— Selected extract —
+===+

OK – I may have made that last one up.

Look, this is a very serious business. Less frivolity, please.

I guess so … but it all does seem a bit like one of those situations where your flatmate started keeping a meticulous diary of every supposed sin committed against them. “Sunday afternoon at 3.27 pm – used teaspoon placed in the sink and not in the dishwasher. HATE CRIME!”

Well, we don’t really know what went on, do we?

I guess not. However, for now no-one seems to be publicly speaking up to endorse Gaurav Sharma’s account of events. And whatever documentation exists to support it has remained in his files. While those accused – Labour’s whips, its leader, and parliamentary services – have issued the sorts of robust denials that indicate they don’t think there’s anything going to come out later to trip them up. It’s also notable that the media reporting on all of this has been careful to state how little concrete detail there is to back up what Gaurav Sharma is saying, even in terms of off-the-record confirmations from others.

Let’s move on, then. What does being a “suspended” MP mean? Sounds a bit precarious.

Here we need to distinguish between an MP’s role as an MP, and their role as a member of their party “caucus”. The former role is governed by parliamentary rules and statute law (of which more in a moment). The latter role is governed by the caucus’ own rules, including when and how your membership of caucus can be taken away from you.

+===+

— Material shown —
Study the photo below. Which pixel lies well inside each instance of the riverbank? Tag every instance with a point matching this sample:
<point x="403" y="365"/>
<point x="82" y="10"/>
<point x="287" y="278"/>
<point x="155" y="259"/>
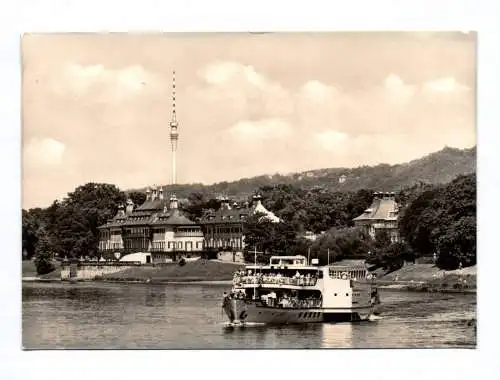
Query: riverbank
<point x="429" y="278"/>
<point x="412" y="277"/>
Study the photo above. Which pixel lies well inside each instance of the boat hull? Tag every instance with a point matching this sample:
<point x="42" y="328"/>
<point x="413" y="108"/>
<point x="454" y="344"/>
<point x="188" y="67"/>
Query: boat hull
<point x="241" y="311"/>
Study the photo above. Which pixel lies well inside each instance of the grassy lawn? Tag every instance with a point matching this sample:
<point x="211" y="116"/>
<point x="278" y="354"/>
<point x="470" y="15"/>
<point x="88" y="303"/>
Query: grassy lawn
<point x="200" y="270"/>
<point x="28" y="269"/>
<point x="431" y="274"/>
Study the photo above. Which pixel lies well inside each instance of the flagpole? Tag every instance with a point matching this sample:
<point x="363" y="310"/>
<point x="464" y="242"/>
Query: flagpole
<point x="255" y="271"/>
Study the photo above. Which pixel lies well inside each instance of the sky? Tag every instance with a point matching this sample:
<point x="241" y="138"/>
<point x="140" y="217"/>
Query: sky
<point x="97" y="107"/>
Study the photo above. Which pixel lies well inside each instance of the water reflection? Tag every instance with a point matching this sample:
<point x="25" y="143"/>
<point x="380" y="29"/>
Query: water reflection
<point x="97" y="315"/>
<point x="337" y="335"/>
<point x="155" y="296"/>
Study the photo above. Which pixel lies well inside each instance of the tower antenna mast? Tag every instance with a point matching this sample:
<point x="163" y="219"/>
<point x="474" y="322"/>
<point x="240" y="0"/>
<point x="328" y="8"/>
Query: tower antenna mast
<point x="174" y="134"/>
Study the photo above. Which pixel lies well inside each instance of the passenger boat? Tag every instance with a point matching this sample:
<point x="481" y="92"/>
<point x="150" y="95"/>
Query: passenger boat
<point x="289" y="290"/>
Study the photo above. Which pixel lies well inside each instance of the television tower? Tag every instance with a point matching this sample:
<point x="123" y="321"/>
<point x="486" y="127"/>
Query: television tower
<point x="174" y="135"/>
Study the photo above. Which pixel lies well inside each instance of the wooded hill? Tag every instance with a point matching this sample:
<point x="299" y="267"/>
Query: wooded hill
<point x="436" y="168"/>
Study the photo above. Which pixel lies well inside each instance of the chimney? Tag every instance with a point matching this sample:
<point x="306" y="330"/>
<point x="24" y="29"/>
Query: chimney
<point x="224" y="203"/>
<point x="130" y="207"/>
<point x="257" y="200"/>
<point x="121" y="210"/>
<point x="173" y="202"/>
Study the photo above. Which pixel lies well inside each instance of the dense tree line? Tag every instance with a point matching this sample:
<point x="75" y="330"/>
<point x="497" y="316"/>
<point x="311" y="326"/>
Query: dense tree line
<point x="442" y="221"/>
<point x="436" y="168"/>
<point x="437" y="220"/>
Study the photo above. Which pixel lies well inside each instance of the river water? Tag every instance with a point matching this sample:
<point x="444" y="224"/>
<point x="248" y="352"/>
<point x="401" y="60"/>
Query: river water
<point x="187" y="316"/>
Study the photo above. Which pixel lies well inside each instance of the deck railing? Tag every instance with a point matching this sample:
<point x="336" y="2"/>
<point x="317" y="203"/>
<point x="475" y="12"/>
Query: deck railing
<point x="273" y="280"/>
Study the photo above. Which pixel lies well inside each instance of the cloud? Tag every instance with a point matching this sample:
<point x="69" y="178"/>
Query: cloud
<point x="260" y="130"/>
<point x="44" y="152"/>
<point x="444" y="85"/>
<point x="397" y="90"/>
<point x="330" y="139"/>
<point x="110" y="85"/>
<point x="219" y="73"/>
<point x="317" y="91"/>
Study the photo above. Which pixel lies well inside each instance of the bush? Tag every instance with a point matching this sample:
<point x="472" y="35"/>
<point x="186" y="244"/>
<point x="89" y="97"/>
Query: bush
<point x="43" y="264"/>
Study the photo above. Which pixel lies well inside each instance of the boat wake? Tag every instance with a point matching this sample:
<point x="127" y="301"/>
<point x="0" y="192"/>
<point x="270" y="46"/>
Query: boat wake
<point x="241" y="324"/>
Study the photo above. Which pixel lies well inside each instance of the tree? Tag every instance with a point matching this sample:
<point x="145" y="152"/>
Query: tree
<point x="43" y="254"/>
<point x="31" y="223"/>
<point x="457" y="245"/>
<point x="443" y="220"/>
<point x="351" y="242"/>
<point x="268" y="237"/>
<point x="73" y="222"/>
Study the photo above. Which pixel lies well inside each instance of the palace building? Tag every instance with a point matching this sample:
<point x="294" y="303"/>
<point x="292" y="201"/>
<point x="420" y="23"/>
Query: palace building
<point x="156" y="231"/>
<point x="382" y="215"/>
<point x="223" y="229"/>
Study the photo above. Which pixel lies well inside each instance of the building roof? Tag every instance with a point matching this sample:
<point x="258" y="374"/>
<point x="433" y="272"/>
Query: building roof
<point x="150" y="205"/>
<point x="174" y="217"/>
<point x="383" y="207"/>
<point x="153" y="212"/>
<point x="224" y="215"/>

+===+

— Task objective —
In the passage about the suspended MP, repeat the part from "OK – I may have" to "went on, do we?", swapping "teaspoon" for "fork".

— Solution to this problem —
OK – I may have made that last one up.

Look, this is a very serious business. Less frivolity, please.

I guess so … but it all does seem a bit like one of those situations where your flatmate started keeping a meticulous diary of every supposed sin committed against them. “Sunday afternoon at 3.27 pm – used fork placed in the sink and not in the dishwasher. HATE CRIME!”

Well, we don’t really know what went on, do we?